* **Exercise inputs**
+ + +
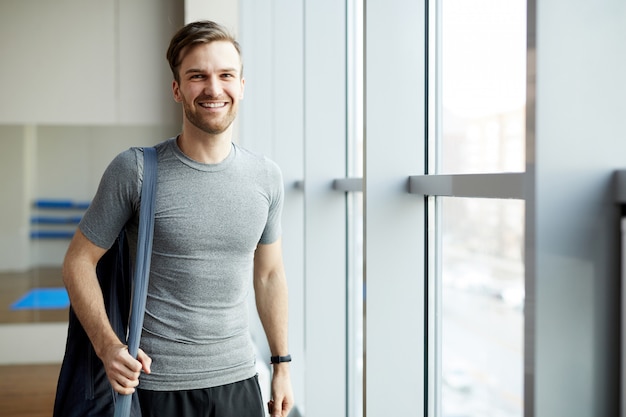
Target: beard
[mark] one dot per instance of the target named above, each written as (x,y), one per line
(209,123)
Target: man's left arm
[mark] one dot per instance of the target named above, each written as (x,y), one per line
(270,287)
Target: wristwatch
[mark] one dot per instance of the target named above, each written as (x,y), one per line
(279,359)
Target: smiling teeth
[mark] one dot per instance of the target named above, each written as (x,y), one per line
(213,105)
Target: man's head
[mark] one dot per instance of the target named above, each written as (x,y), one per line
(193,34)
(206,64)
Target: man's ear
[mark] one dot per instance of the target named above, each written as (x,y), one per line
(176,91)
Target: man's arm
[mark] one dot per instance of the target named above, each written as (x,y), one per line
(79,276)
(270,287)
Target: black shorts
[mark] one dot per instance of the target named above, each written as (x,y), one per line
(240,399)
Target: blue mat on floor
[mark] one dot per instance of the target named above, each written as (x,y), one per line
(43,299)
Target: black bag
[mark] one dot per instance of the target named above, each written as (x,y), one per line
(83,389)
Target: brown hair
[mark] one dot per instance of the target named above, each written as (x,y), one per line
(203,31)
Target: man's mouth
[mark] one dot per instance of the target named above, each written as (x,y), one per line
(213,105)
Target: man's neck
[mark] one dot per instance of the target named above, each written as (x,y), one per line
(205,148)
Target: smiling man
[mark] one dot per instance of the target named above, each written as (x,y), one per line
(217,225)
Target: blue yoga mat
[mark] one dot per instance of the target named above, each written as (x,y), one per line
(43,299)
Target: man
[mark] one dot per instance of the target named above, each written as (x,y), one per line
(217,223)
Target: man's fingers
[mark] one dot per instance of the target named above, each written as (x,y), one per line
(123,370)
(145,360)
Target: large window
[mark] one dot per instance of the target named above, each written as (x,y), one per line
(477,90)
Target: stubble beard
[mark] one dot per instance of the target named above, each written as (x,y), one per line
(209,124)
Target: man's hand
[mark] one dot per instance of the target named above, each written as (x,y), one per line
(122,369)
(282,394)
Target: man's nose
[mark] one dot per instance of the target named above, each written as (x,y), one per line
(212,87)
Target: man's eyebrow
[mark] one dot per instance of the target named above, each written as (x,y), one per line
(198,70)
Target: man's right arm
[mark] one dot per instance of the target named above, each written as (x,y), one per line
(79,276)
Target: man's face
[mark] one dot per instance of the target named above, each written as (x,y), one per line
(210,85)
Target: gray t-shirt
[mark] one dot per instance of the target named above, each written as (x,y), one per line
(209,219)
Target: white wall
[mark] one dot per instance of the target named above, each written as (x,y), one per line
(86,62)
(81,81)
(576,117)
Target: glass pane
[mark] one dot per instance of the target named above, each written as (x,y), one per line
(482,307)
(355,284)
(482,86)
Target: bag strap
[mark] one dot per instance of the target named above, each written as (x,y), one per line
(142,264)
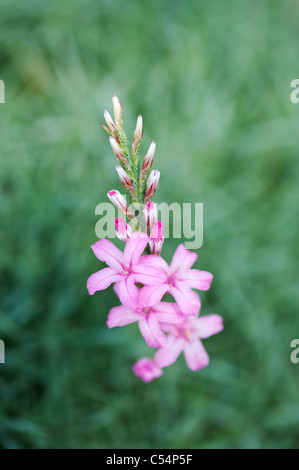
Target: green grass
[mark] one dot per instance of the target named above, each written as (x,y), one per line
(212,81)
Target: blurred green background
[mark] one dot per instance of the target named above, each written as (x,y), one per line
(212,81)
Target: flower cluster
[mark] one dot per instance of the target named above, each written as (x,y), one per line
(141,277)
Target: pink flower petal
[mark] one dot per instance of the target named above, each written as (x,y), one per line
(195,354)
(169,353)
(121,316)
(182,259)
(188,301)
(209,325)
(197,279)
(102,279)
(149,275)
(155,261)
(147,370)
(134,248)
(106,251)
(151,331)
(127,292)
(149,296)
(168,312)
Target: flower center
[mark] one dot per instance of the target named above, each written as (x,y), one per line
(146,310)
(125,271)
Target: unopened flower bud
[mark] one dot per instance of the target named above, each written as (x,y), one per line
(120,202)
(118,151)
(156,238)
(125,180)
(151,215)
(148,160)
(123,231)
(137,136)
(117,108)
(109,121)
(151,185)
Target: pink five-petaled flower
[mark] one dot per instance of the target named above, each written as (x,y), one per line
+ + +
* **Work task**
Provide the lines again, unchanged, from where the data above begins through the line containing "Target: man's mouth", both ends included, omitting pictures and adding nothing.

* **Written solution**
Target: beard
[mark] one dot per instance of the target named above, each written as (x,y), one per line
(209,123)
Target: man's left arm
[mark] one dot per instance of the target named above, each written as (x,y), one per line
(270,287)
Target: wristwatch
[mark] one dot per instance of the target named above, each written as (x,y), one per line
(279,359)
Target: smiling teeth
[mark] one dot per instance of the target named above, each written as (x,y), one per line
(213,105)
Target: man's head
[mark] one dot per instance of the target named above, each written as (x,y), one per line
(193,34)
(206,64)
Target: man's ear
[mark] one dot per instance of the target named above, each written as (x,y), one per line
(176,91)
Target: man's arm
[mark] one dot per instance of the target named above, each written as (x,y), one per line
(79,276)
(270,287)
Target: black shorts
[mark] one dot per instance of the target named above, each written as (x,y), one per line
(240,399)
Target: blue mat on floor
[mark] one dot per instance of the target named above, each written as (x,y), one per line
(43,299)
Target: black bag
[mark] one dot per instance of the target named above, each written as (x,y), one per line
(83,389)
Target: brown hair
[mark] one dot per instance of the target named above, each written as (x,y), one per line
(203,31)
Target: man's mouth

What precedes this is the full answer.